Write out every item below word for word, leaving out the pictures.

### DATA IN THIS EXERCISE

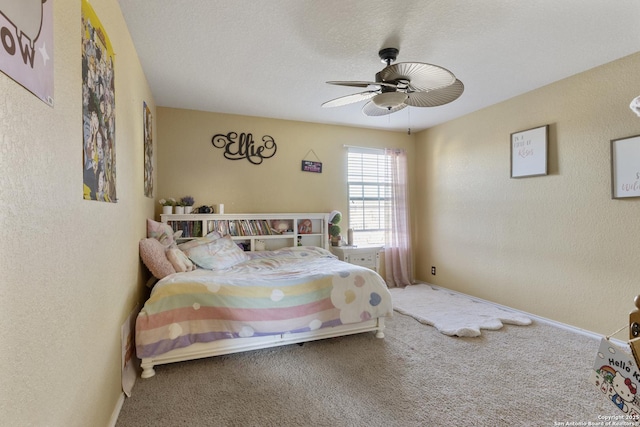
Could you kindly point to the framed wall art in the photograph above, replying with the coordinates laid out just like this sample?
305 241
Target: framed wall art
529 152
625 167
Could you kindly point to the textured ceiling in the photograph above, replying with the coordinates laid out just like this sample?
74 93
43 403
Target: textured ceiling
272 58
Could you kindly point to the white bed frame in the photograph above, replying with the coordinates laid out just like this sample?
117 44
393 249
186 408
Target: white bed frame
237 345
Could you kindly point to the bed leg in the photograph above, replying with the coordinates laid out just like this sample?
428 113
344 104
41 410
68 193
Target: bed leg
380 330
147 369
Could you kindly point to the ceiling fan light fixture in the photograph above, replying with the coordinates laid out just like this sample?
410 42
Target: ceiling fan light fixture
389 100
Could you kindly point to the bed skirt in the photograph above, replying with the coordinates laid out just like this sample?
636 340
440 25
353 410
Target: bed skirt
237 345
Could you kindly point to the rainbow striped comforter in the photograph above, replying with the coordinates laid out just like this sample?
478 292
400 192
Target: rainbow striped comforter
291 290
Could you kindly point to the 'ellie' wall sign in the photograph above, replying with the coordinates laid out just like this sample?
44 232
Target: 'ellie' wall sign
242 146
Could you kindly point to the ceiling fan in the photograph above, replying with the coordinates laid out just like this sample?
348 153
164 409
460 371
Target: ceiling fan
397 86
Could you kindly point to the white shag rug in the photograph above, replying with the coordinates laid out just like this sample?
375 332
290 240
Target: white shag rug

######

◆ RESPONSE ◆
Could you kindly point to the framed wall art in the photograph above, replying with the coordinates laid out just like this sample?
305 241
Target: framed wall art
529 152
625 167
Could you kindly point to the textured ceiling in the photograph above, replying with the coordinates laid out just like this sample?
74 93
43 403
Target: textured ceiling
272 58
Could you kindly point to the white bed frame in the photograph above, replying with the coordinates laid out just like this sample?
117 44
393 249
186 408
Target: white bed frame
237 345
Could you kindly point to the bed leg in the photograph above, replying with the coordinates laid out just like this sample?
428 113
344 104
41 410
68 193
Target: bed leg
380 330
147 369
Could you kindly point to the ceiling fan light fixture in the photograph above, replying with the coordinates laid out just like this sample?
410 42
Target: ceiling fan light fixture
389 100
Could you kindly point to the bed skirt in the photograph above, replying with the coordinates laid out just like this sample?
636 340
440 25
353 410
Target: bed skirt
237 345
Could you kindly point to the rainbow striped comforter in the photograph above, replying with the coordinates laid out just like this sample?
478 292
400 192
Target: rainbow striped comforter
291 290
Could you kindly point to the 'ellie' wall sign in the photograph above, replying with the coordinates laid out just like this sample?
44 232
Target: 'ellie' wall sign
242 146
Could you kindly point to the ceiling fan in the photograph above, replying with the coordinates laid out just like this sample?
348 153
164 409
460 371
Target: ceiling fan
397 86
Could you kindly point to the white shag rug in the photograph above, replying with the coordinates laid out just like this sample?
375 332
290 240
Target: white shag rug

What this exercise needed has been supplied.